▶ [Text block]
=-=-=

The world has most definitely changed with social media. Those of us who have chosen (is it really a choice for many of us though?) to be on social media are constantly bombarded with impressions and statements from every possible direction. At the same time most people try to make a portrait of themselves as successful as possible. The right selfie at the right time is important to us now. Some people are even risking their lives for the likes they get on social media, just so that they can get recognition by others, because that is what brings happiness nowadays, right?
Apparently the worst insult you can say to someone nowadays is: “there is nothing unique about you.”
Today perhaps this version of Rousseau’s happiness would be more fitting:
Happiness requires three things, a good bank account (as long as you can show off your prosperity to others), a good cook (remember to document what, when and where you ate), and a good digestion (be sure to express how healthy and well you feel now with a smile).
I guess most looked over to their neighbour in the past, but I don’t think we have compared ourselves to others as much as we are doing today than anytime before.
So am I going to be that one guy who tries to tell you to get your act together and live a simpler life? Most certainly not. That might work for some people, but for us knowledge seekers who would like to understand the world, it is not a satisfying answer. It must be broken down further so we can understand it.

=-=-=

Entries taken from a collection

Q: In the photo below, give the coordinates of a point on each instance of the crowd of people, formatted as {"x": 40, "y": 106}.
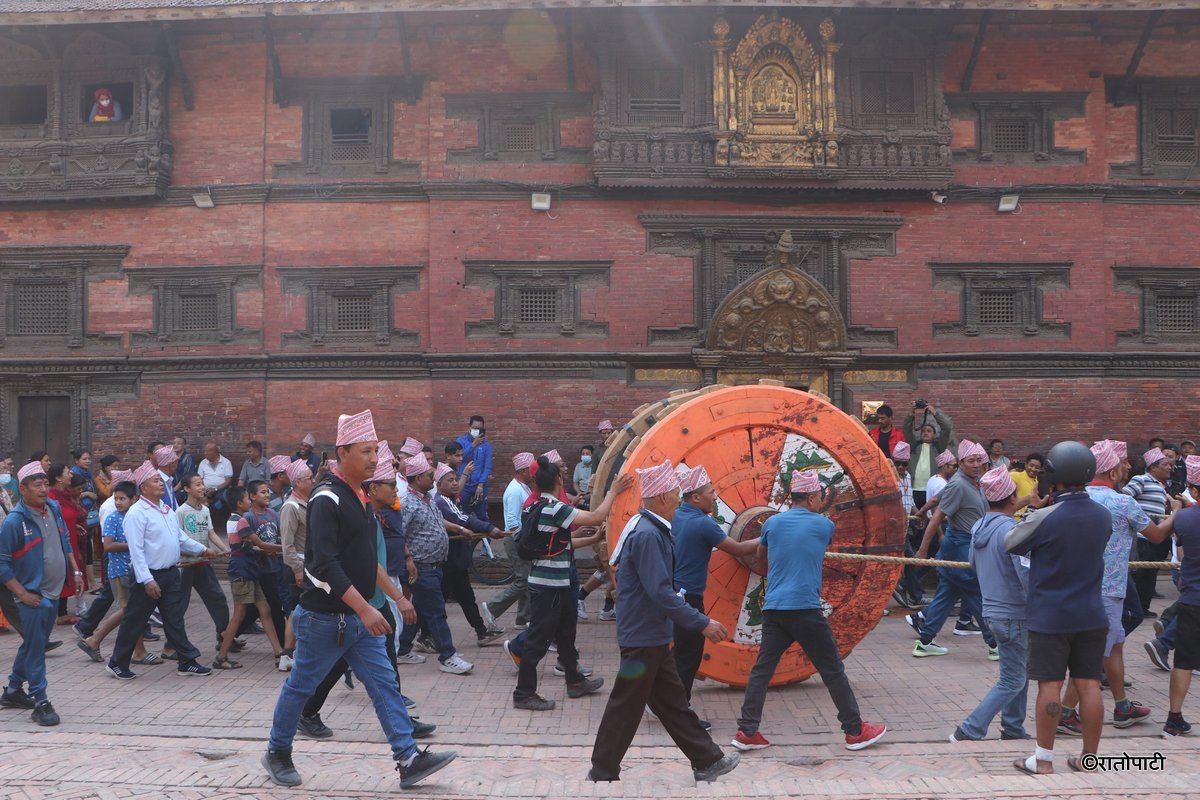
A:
{"x": 346, "y": 565}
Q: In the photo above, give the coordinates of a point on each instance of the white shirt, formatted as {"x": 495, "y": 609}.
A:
{"x": 155, "y": 539}
{"x": 215, "y": 474}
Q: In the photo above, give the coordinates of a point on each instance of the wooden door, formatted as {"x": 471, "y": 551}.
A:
{"x": 45, "y": 423}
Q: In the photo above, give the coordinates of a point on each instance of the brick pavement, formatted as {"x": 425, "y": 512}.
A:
{"x": 203, "y": 737}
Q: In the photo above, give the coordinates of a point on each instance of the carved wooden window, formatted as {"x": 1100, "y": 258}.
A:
{"x": 537, "y": 299}
{"x": 1001, "y": 300}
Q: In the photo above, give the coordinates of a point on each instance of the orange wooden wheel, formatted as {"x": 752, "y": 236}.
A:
{"x": 751, "y": 439}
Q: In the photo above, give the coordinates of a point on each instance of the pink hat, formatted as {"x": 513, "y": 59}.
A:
{"x": 417, "y": 465}
{"x": 655, "y": 480}
{"x": 1105, "y": 456}
{"x": 1193, "y": 464}
{"x": 385, "y": 470}
{"x": 967, "y": 449}
{"x": 694, "y": 479}
{"x": 298, "y": 470}
{"x": 355, "y": 428}
{"x": 165, "y": 456}
{"x": 29, "y": 470}
{"x": 805, "y": 482}
{"x": 144, "y": 473}
{"x": 997, "y": 485}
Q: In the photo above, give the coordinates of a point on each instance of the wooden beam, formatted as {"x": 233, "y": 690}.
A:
{"x": 177, "y": 66}
{"x": 969, "y": 73}
{"x": 1140, "y": 50}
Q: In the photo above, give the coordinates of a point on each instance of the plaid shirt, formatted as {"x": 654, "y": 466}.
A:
{"x": 424, "y": 529}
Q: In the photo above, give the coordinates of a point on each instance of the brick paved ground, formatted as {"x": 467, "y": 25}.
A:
{"x": 202, "y": 738}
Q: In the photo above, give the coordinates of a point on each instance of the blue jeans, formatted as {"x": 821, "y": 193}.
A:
{"x": 431, "y": 608}
{"x": 954, "y": 585}
{"x": 317, "y": 651}
{"x": 30, "y": 663}
{"x": 1008, "y": 696}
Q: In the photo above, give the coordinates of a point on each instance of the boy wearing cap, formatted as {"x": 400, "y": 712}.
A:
{"x": 792, "y": 547}
{"x": 35, "y": 558}
{"x": 1003, "y": 582}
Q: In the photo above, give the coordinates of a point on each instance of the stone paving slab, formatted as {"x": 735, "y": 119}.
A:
{"x": 203, "y": 737}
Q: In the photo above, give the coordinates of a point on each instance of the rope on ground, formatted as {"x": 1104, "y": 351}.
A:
{"x": 965, "y": 565}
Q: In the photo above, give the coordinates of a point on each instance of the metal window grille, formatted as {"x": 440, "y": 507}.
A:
{"x": 41, "y": 308}
{"x": 1175, "y": 314}
{"x": 538, "y": 306}
{"x": 352, "y": 313}
{"x": 520, "y": 137}
{"x": 1012, "y": 136}
{"x": 1175, "y": 136}
{"x": 997, "y": 308}
{"x": 349, "y": 134}
{"x": 198, "y": 312}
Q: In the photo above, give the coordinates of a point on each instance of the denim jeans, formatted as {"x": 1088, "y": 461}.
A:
{"x": 317, "y": 651}
{"x": 29, "y": 666}
{"x": 954, "y": 585}
{"x": 431, "y": 608}
{"x": 1008, "y": 696}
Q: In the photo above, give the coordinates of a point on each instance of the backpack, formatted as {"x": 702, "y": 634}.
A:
{"x": 532, "y": 541}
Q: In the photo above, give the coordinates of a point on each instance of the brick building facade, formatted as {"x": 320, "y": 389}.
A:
{"x": 805, "y": 193}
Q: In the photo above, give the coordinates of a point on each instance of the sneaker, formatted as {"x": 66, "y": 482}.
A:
{"x": 508, "y": 649}
{"x": 1068, "y": 723}
{"x": 922, "y": 650}
{"x": 486, "y": 613}
{"x": 490, "y": 637}
{"x": 588, "y": 686}
{"x": 119, "y": 673}
{"x": 533, "y": 703}
{"x": 313, "y": 727}
{"x": 967, "y": 629}
{"x": 18, "y": 699}
{"x": 867, "y": 735}
{"x": 280, "y": 767}
{"x": 192, "y": 669}
{"x": 1132, "y": 715}
{"x": 1176, "y": 728}
{"x": 561, "y": 671}
{"x": 750, "y": 741}
{"x": 45, "y": 715}
{"x": 424, "y": 765}
{"x": 1159, "y": 655}
{"x": 456, "y": 666}
{"x": 726, "y": 763}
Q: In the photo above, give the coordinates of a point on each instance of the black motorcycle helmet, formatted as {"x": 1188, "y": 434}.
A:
{"x": 1069, "y": 463}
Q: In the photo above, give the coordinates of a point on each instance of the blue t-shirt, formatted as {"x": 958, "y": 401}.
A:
{"x": 695, "y": 536}
{"x": 796, "y": 543}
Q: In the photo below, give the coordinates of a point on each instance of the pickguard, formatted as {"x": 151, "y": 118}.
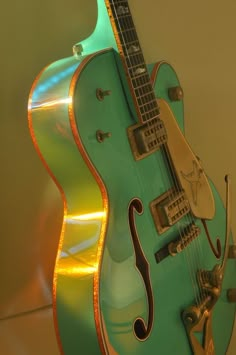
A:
{"x": 189, "y": 172}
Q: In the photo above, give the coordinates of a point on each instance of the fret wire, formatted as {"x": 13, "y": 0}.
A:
{"x": 151, "y": 100}
{"x": 148, "y": 116}
{"x": 148, "y": 105}
{"x": 141, "y": 83}
{"x": 145, "y": 98}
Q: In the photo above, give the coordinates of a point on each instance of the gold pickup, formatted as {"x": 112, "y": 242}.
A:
{"x": 168, "y": 209}
{"x": 147, "y": 137}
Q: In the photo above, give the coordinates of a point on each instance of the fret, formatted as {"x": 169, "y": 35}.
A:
{"x": 148, "y": 105}
{"x": 140, "y": 81}
{"x": 134, "y": 61}
{"x": 147, "y": 116}
{"x": 140, "y": 90}
{"x": 146, "y": 98}
{"x": 128, "y": 36}
{"x": 133, "y": 69}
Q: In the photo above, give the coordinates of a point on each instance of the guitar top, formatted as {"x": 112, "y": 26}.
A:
{"x": 145, "y": 262}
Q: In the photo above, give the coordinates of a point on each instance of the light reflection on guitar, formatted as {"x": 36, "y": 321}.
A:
{"x": 123, "y": 284}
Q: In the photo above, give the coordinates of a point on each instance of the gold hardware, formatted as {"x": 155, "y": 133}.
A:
{"x": 146, "y": 138}
{"x": 176, "y": 246}
{"x": 168, "y": 209}
{"x": 199, "y": 318}
{"x": 231, "y": 295}
{"x": 102, "y": 93}
{"x": 101, "y": 136}
{"x": 175, "y": 93}
{"x": 187, "y": 236}
{"x": 232, "y": 252}
{"x": 188, "y": 170}
{"x": 77, "y": 50}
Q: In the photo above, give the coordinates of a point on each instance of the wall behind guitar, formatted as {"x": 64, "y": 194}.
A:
{"x": 196, "y": 37}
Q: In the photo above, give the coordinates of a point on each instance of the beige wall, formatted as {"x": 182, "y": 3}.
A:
{"x": 197, "y": 37}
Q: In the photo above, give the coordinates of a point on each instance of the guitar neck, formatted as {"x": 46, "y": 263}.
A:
{"x": 133, "y": 60}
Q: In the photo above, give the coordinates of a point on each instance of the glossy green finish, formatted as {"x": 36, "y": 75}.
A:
{"x": 54, "y": 107}
{"x": 102, "y": 36}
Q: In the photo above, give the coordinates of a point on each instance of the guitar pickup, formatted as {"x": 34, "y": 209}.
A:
{"x": 168, "y": 209}
{"x": 147, "y": 138}
{"x": 179, "y": 244}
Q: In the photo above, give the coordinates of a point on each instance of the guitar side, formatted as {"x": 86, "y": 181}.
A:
{"x": 98, "y": 291}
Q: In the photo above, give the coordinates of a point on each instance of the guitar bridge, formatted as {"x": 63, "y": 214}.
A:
{"x": 147, "y": 138}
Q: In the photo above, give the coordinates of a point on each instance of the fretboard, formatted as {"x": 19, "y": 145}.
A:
{"x": 133, "y": 59}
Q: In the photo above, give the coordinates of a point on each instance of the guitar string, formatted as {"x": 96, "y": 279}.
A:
{"x": 196, "y": 245}
{"x": 153, "y": 109}
{"x": 180, "y": 231}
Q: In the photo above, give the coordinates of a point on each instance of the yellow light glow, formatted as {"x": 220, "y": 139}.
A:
{"x": 76, "y": 270}
{"x": 87, "y": 217}
{"x": 46, "y": 104}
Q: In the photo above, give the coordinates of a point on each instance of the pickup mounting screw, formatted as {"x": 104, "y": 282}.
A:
{"x": 101, "y": 136}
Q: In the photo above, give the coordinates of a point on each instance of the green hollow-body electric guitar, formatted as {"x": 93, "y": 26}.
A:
{"x": 145, "y": 262}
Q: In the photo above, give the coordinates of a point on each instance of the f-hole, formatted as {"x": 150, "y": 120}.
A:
{"x": 142, "y": 329}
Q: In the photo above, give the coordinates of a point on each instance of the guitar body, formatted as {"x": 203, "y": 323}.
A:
{"x": 99, "y": 291}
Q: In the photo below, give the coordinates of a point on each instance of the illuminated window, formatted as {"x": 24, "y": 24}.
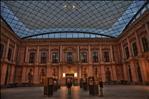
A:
{"x": 1, "y": 50}
{"x": 69, "y": 57}
{"x": 9, "y": 54}
{"x": 106, "y": 56}
{"x": 127, "y": 52}
{"x": 32, "y": 57}
{"x": 55, "y": 58}
{"x": 145, "y": 44}
{"x": 83, "y": 57}
{"x": 134, "y": 48}
{"x": 95, "y": 57}
{"x": 43, "y": 59}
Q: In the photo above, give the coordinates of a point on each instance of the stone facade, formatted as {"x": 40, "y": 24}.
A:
{"x": 119, "y": 66}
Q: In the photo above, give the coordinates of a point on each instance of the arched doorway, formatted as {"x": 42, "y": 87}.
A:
{"x": 108, "y": 75}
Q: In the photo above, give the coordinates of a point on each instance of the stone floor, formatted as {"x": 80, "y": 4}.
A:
{"x": 110, "y": 92}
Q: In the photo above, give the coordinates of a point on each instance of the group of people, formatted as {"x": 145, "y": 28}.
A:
{"x": 50, "y": 86}
{"x": 92, "y": 84}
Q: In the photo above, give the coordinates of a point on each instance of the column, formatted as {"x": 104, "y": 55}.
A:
{"x": 7, "y": 49}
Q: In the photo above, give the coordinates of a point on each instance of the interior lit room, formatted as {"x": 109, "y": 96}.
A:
{"x": 74, "y": 49}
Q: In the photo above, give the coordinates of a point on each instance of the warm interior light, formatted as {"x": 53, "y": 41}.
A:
{"x": 75, "y": 74}
{"x": 73, "y": 6}
{"x": 64, "y": 75}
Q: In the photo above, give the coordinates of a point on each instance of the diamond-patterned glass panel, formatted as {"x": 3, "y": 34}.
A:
{"x": 102, "y": 18}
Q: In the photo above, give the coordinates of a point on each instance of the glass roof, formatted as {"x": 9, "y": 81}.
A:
{"x": 69, "y": 19}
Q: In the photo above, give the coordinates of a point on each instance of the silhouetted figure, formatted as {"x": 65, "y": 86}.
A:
{"x": 30, "y": 77}
{"x": 81, "y": 83}
{"x": 101, "y": 88}
{"x": 91, "y": 86}
{"x": 50, "y": 87}
{"x": 45, "y": 86}
{"x": 85, "y": 84}
{"x": 96, "y": 83}
{"x": 69, "y": 85}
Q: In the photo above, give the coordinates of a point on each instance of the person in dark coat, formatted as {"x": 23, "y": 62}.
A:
{"x": 50, "y": 87}
{"x": 101, "y": 88}
{"x": 91, "y": 86}
{"x": 85, "y": 84}
{"x": 96, "y": 83}
{"x": 69, "y": 85}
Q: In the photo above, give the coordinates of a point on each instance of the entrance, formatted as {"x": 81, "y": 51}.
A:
{"x": 73, "y": 79}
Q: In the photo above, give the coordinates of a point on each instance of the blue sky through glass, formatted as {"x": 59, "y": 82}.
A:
{"x": 21, "y": 30}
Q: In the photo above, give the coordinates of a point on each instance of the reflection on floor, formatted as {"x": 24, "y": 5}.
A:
{"x": 110, "y": 92}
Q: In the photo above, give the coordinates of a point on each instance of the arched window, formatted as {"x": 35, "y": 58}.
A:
{"x": 69, "y": 57}
{"x": 83, "y": 57}
{"x": 95, "y": 56}
{"x": 9, "y": 56}
{"x": 145, "y": 44}
{"x": 43, "y": 59}
{"x": 134, "y": 49}
{"x": 55, "y": 57}
{"x": 106, "y": 56}
{"x": 32, "y": 57}
{"x": 127, "y": 52}
{"x": 1, "y": 50}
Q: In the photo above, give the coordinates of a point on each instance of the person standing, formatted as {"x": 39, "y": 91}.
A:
{"x": 91, "y": 86}
{"x": 101, "y": 88}
{"x": 30, "y": 77}
{"x": 69, "y": 85}
{"x": 50, "y": 87}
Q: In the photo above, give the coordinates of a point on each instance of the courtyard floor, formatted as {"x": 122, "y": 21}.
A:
{"x": 110, "y": 92}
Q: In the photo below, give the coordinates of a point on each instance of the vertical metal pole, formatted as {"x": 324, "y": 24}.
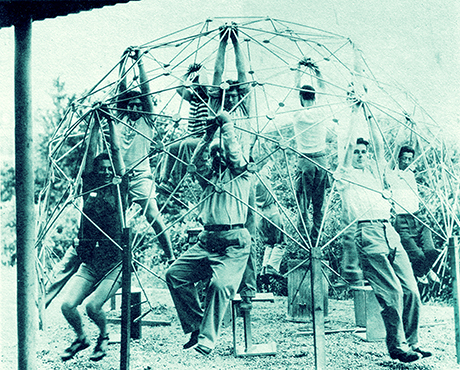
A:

=-=-=

▶ [Task to complete] In the passage on social media, what three things does the updated version of Rousseau's happiness say are required? You won't need the entries for this.

▶ [Result for this task] A good bank account, a good cook, and a good digestion.